BEGIN EXERCISE INPUT

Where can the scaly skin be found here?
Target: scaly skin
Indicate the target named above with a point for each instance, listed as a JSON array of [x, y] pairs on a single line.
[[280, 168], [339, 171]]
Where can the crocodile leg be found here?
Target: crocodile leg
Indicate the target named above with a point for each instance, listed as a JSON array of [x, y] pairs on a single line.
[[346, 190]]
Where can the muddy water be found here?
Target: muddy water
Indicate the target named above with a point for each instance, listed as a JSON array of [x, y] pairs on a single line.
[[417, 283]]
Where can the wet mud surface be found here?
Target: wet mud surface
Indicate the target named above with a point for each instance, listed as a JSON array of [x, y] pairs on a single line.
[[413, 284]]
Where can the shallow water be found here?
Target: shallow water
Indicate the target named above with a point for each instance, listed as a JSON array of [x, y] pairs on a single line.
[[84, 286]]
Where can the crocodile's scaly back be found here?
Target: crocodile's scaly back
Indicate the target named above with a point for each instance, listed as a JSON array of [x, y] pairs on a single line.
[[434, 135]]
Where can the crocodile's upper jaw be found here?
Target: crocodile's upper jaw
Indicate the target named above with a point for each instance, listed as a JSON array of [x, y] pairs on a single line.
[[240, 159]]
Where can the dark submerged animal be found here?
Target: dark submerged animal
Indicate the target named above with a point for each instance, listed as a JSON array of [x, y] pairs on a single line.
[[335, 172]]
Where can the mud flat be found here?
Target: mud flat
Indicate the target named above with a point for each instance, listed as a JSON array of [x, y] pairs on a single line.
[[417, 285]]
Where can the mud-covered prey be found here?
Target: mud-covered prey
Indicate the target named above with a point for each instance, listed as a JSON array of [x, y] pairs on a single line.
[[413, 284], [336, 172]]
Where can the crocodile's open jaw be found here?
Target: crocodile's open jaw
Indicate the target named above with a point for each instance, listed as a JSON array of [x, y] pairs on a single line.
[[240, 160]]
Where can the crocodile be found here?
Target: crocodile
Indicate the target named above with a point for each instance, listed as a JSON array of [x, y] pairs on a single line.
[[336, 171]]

END EXERCISE INPUT

_TASK BRIEF_. Quote every record above exactly.

_RESPONSE BELOW_.
Where can the scaly skin be found here?
Target: scaly skin
Indicate the target named above with a point for each instance, listed as a JSON array of [x, y] pairs on a single line.
[[280, 168], [339, 171]]
Where can the crocodile leg be found here?
Target: crocodile leg
Indicate the target named above with a point for each instance, listed as a JSON array of [x, y] pairs on a single line.
[[346, 190]]
Where can the muddy water be found here?
Target: muddy water
Indicate the target named above with a point for each instance, listed as a JSON array of [x, y] pairs on a single line.
[[417, 283]]
Where can the wet mud surface be found here?
Target: wet mud surface
Indicate the target named above with a point for each instance, listed as a JSON array of [x, y] pairs on a single line.
[[413, 284]]
Where can the shallow water be found here?
Target: shallow water
Indicate the target named above with a point for each instance, listed as a JSON array of [x, y] pairs on a single line.
[[84, 286]]
Where can the crocodile's scaly back be found here?
Target: crocodile's scaly back
Indicate the target named above with a point for each instance, listed as a JSON array of [x, y] pairs on a single line.
[[434, 135]]
Where can the crocodile's upper jaw be found here?
Target: crocodile's upper jaw
Indicate the target named above with a point for each instance, listed as a JSON array of [x, y] pairs on a single line.
[[240, 159]]
Where can the dark submerged animal be found here?
Target: dark submerged animal
Indicate the target named above with a point for each instance, listed as a JSON array of [x, y] pairs on a single line.
[[335, 172]]
Where can the mud flat be found here?
Target: mud flat
Indicate the target named above with a point for each instance, listed as a JSON array of [x, y] pairs on a single line.
[[417, 285]]
Where can the mud-covered prey be found here?
Target: mud-covered prey
Indicate the target named above with a point for each instance, listed as a JSON array of [x, y] pairs on a single line.
[[413, 284], [336, 172]]
Where can the crocodile's open jaw be found here?
Target: crocodile's open jaw
Indicate the target named above with a point for each instance, listed as a JSON array of [x, y] pairs on a single line.
[[240, 160]]
Where can the crocodile be found here?
Target: crocodile
Indicate the target named above with a point for each instance, listed as a JSON array of [x, y] pairs on a single line.
[[336, 171]]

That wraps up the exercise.